▸ STATED GOAL
Return, word for word, every line that follows.

▸ DATA LISTING
★ ★ ★ ★ ★ ★ ★
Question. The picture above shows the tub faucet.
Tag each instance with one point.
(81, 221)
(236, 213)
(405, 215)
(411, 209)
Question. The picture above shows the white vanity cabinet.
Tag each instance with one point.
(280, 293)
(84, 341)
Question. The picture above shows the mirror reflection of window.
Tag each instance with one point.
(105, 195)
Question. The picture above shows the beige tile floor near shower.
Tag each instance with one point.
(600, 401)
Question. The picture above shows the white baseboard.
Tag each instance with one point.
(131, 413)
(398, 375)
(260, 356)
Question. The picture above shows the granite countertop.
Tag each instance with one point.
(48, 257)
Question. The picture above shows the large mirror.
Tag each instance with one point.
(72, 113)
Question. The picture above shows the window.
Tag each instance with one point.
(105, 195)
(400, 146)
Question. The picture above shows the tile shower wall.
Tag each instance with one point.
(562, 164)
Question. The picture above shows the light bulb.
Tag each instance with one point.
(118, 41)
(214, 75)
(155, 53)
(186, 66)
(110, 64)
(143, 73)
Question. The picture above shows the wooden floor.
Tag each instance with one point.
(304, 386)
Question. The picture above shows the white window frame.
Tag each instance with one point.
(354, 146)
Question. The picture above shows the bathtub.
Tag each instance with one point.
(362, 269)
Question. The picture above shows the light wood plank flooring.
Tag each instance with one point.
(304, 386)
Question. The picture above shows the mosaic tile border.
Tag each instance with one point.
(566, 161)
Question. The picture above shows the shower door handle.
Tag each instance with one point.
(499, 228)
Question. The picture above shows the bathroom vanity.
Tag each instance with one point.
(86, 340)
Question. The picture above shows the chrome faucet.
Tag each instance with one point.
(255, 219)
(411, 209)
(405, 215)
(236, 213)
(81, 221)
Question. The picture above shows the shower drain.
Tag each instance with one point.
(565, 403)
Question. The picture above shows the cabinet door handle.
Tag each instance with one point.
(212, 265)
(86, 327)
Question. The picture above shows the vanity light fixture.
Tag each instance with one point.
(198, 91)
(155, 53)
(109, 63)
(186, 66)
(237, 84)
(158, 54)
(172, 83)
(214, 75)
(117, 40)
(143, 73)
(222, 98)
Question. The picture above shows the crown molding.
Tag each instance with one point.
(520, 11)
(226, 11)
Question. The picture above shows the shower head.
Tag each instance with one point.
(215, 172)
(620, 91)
★ ★ ★ ★ ★ ★ ★
▸ SOLUTION TO THIS PROBLEM
Question. The picture above shows the tub faucet.
Tag each instance with one point.
(81, 221)
(236, 213)
(405, 215)
(411, 209)
Question. The picture above shows the white vanity cabinet.
Tag each instance with one point.
(280, 293)
(84, 341)
Question. The picture above shows the mirror reflection of window.
Tag each instance with one point.
(105, 195)
Question. The picture above shows the beige tile floor near shower.
Tag each instance with one point.
(600, 401)
Question. The picture above shows the white baseboard.
Tag each instance with one point.
(131, 413)
(398, 375)
(260, 356)
Question. The picture above shows the granite countertop.
Tag each instance with one point.
(48, 257)
Question. The picture above shows the large mirror.
Tag each instance with one point.
(72, 113)
Question. The picture above shows the window.
Tag each instance with one point.
(105, 195)
(400, 146)
Question. The picture above shows the tile shower wall.
Tag each instance with one point.
(562, 164)
Question. The picture above shows the light bulb.
Tag each instance with one point.
(118, 41)
(214, 75)
(155, 53)
(186, 66)
(110, 64)
(143, 73)
Question. The picture above shows the wooden floor.
Tag each instance with one point.
(304, 386)
Question. The picture above shows the white window frame.
Tag each instance with one point.
(354, 146)
Question. The picture above shows the bathtub.
Tag each instance with one point.
(362, 269)
Question. The picture above shows the light wood plank flooring.
Tag each instance with one point.
(304, 386)
Question. The picture above shows the mosaic tile border.
Tag each instance with one point.
(566, 161)
Question. The picture above shows the shower door handle.
Tag each instance with one point.
(499, 228)
Question. The picture above shows the bathroom vanity.
Tag each instance with one point.
(86, 340)
Question. The picture above shows the chrome faucet.
Tag each instance with one point.
(255, 219)
(411, 209)
(405, 215)
(236, 213)
(81, 221)
Question. The picture above shows the shower drain.
Tag each instance with one point.
(565, 403)
Question. The picture above shows the cabinet door handle.
Tag each instance with one point.
(212, 265)
(86, 327)
Question. The picture above shows the vanity light fixture.
Tag each instance with one point.
(198, 91)
(155, 53)
(109, 63)
(186, 66)
(237, 84)
(158, 54)
(172, 83)
(214, 75)
(117, 40)
(143, 73)
(222, 98)
Question. The picture above shows the crown molding.
Tag each instance with one point.
(520, 11)
(226, 11)
Question. The picture above shows the shower head.
Tag each instance with one point.
(215, 172)
(620, 91)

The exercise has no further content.